OBJECTIF:
Reproduisez à l'identique les lignes ci-dessous, en commençant à celle qui contient « Query: tree » et en vous arrêtant après celle qui contient « 91), (120, 91)] ».
________
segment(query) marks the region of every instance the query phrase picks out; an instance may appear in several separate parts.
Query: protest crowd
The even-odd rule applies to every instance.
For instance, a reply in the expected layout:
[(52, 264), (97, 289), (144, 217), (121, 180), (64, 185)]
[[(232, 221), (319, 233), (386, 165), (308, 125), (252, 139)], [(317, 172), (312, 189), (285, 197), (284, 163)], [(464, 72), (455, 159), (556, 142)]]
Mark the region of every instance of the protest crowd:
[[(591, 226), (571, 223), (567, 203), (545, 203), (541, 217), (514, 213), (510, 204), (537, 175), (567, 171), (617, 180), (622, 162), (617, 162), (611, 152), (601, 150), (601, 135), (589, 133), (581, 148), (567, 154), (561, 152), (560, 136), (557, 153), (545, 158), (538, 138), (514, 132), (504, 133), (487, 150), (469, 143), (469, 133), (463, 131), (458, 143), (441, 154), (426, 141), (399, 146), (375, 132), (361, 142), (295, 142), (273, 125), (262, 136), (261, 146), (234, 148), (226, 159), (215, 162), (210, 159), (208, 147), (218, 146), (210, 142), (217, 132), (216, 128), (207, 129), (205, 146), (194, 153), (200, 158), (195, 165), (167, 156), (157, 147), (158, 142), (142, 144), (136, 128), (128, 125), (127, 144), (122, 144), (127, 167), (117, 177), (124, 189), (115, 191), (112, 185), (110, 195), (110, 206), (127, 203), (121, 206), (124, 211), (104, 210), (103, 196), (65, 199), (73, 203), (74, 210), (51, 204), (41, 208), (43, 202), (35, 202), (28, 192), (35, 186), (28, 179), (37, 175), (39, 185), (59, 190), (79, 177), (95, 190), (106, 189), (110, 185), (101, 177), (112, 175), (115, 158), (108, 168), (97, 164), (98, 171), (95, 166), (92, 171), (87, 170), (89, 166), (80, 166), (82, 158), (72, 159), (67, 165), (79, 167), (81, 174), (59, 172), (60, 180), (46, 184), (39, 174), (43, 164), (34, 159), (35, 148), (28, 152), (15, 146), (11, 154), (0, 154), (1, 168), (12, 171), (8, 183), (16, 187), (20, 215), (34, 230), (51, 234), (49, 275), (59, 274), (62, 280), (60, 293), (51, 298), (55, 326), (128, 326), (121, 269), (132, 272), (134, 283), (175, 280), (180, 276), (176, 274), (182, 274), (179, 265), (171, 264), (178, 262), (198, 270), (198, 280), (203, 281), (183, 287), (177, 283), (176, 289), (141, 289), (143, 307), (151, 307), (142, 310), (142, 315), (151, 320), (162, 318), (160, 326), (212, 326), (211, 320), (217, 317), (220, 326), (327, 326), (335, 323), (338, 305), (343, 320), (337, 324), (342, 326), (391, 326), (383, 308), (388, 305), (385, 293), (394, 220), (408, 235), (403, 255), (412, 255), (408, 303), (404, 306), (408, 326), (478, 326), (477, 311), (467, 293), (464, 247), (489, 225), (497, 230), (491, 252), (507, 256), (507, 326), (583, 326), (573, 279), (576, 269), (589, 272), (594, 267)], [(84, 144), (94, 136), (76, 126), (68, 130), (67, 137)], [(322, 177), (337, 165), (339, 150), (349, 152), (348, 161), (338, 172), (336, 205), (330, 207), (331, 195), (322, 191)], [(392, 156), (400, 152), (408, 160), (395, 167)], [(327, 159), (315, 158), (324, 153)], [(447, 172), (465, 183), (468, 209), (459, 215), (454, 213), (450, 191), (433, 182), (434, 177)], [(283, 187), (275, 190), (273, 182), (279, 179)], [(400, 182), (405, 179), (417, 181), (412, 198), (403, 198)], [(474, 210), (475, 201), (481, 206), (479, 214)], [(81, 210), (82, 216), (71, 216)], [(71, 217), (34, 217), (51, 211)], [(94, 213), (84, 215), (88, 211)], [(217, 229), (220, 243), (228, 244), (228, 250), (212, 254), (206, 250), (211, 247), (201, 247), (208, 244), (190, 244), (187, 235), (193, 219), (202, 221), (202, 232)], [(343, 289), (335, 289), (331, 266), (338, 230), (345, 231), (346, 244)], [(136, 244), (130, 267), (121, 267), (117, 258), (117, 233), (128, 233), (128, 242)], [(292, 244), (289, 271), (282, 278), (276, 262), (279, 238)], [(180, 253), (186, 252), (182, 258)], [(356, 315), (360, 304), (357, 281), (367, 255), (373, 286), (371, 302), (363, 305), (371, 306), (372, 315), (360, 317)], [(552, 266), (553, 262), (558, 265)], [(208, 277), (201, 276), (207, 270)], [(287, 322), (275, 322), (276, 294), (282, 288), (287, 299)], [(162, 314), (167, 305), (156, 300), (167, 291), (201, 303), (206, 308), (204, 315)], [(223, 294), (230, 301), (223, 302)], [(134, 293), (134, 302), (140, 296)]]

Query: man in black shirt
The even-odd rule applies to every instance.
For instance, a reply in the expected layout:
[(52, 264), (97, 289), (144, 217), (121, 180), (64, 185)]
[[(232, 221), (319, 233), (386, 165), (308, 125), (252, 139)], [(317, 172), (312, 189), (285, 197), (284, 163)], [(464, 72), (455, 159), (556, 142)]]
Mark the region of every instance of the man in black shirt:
________
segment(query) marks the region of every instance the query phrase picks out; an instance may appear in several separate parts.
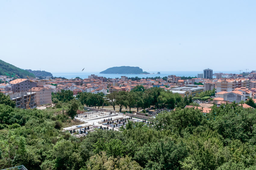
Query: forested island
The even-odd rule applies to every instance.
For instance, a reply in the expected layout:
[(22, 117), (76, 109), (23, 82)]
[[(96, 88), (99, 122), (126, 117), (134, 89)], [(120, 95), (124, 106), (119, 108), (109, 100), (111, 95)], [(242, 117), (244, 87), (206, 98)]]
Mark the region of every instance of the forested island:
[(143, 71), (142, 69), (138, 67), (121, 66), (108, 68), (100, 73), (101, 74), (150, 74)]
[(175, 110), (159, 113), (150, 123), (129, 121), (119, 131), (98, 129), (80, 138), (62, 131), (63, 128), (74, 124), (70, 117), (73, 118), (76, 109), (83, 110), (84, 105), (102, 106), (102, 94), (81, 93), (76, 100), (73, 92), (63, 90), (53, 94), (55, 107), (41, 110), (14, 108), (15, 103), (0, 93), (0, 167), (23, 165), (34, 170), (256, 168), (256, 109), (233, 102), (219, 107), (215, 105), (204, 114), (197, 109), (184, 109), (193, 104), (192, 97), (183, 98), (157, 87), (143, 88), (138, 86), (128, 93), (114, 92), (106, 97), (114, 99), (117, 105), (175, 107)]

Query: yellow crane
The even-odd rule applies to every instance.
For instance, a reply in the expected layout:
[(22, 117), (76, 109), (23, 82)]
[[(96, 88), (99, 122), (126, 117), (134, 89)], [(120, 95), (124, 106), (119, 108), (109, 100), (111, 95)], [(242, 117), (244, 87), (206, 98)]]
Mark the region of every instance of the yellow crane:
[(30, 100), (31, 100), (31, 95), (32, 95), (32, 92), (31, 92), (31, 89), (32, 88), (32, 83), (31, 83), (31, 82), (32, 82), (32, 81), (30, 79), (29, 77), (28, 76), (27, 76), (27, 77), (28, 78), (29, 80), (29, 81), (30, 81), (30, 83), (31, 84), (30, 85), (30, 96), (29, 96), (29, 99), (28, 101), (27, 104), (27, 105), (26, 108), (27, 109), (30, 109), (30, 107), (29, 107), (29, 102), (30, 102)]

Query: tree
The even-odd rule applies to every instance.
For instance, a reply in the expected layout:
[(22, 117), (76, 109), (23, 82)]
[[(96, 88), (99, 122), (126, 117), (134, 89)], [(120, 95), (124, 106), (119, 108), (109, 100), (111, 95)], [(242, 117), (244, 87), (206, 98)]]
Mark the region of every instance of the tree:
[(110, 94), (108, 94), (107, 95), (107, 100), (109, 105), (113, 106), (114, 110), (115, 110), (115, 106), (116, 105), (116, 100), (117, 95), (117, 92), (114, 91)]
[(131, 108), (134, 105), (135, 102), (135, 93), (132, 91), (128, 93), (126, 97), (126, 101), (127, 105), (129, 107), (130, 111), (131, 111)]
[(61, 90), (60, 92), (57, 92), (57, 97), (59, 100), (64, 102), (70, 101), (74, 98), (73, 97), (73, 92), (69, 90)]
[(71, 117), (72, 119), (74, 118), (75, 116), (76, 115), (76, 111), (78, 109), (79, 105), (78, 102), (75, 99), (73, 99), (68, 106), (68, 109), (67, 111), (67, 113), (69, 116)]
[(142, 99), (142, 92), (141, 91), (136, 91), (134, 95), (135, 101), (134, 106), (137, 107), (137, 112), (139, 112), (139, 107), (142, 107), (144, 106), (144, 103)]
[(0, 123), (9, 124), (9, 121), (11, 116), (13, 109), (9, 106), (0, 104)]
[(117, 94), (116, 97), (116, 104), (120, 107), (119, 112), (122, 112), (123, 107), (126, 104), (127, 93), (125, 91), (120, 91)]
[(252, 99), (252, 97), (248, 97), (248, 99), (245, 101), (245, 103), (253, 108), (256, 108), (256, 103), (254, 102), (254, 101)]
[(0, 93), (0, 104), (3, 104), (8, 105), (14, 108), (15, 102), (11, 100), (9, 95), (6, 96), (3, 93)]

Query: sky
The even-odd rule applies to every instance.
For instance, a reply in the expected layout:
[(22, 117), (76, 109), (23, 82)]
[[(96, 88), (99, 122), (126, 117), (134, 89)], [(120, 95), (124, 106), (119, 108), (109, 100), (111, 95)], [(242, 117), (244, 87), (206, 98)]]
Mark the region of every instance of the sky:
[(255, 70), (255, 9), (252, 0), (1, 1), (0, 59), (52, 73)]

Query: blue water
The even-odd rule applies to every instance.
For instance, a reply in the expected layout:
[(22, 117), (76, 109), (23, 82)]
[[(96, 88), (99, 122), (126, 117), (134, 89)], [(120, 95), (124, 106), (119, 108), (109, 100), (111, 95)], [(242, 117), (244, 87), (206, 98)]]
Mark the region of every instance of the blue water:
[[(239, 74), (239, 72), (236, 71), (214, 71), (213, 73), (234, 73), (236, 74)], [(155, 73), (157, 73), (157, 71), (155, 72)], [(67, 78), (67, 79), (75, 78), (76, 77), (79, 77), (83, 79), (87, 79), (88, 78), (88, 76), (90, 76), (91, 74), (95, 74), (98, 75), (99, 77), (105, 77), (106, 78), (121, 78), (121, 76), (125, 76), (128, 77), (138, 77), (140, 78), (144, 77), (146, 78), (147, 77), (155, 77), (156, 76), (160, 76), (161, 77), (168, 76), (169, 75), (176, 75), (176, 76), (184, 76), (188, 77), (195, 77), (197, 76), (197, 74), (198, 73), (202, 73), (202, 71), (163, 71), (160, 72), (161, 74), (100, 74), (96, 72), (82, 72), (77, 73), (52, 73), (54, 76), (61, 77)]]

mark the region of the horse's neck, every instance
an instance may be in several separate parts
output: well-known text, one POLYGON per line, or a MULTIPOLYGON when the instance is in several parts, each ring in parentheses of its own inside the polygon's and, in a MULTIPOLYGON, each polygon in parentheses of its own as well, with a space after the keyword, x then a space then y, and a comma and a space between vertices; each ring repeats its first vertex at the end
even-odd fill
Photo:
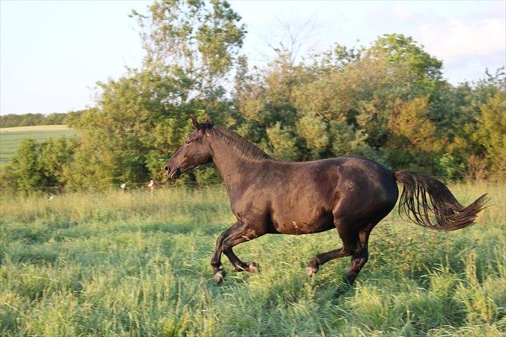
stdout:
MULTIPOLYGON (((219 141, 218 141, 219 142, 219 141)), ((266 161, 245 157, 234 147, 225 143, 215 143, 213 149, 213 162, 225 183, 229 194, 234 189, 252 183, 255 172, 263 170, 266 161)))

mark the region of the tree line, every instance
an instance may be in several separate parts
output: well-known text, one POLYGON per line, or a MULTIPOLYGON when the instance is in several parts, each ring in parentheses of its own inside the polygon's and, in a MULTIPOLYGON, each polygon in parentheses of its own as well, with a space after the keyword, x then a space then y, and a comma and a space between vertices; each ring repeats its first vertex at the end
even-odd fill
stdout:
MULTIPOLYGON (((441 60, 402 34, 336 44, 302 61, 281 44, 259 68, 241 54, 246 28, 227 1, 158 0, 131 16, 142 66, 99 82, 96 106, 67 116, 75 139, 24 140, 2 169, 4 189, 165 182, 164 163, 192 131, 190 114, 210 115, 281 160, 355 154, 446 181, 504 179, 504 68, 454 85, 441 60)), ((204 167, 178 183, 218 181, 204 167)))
________
RÉSULTAT OBTENU:
Query: tree
The even-odd rule applies to every instance.
For instance, a reply in the expected layout:
[(22, 117), (76, 109), (23, 82)]
[[(96, 88), (99, 122), (126, 117), (134, 89)], [(120, 95), (124, 106), (119, 108), (109, 100), (111, 95)], [(242, 117), (244, 87), (206, 98)]]
Mark the region of every instance of the tree:
[(110, 94), (108, 94), (107, 95), (107, 100), (109, 105), (113, 106), (114, 110), (115, 110), (115, 106), (116, 105), (116, 100), (117, 95), (117, 92), (114, 91)]
[(131, 108), (134, 105), (135, 102), (135, 93), (132, 91), (128, 93), (126, 97), (126, 101), (127, 105), (129, 107), (130, 111), (131, 111)]
[(61, 90), (60, 92), (57, 92), (57, 97), (59, 100), (64, 102), (70, 101), (74, 98), (73, 97), (73, 92), (69, 90)]
[(71, 117), (72, 119), (74, 118), (75, 116), (76, 115), (76, 111), (78, 109), (79, 105), (78, 102), (75, 99), (73, 99), (68, 106), (68, 109), (67, 111), (67, 113), (69, 116)]
[(142, 99), (142, 92), (141, 91), (136, 91), (134, 95), (135, 101), (134, 106), (137, 107), (137, 112), (139, 112), (139, 107), (142, 107), (144, 106), (144, 103)]
[(0, 123), (9, 124), (9, 121), (11, 116), (13, 109), (9, 106), (0, 104)]
[(117, 94), (116, 97), (116, 104), (120, 107), (119, 112), (122, 112), (123, 107), (126, 104), (127, 93), (125, 91), (120, 91)]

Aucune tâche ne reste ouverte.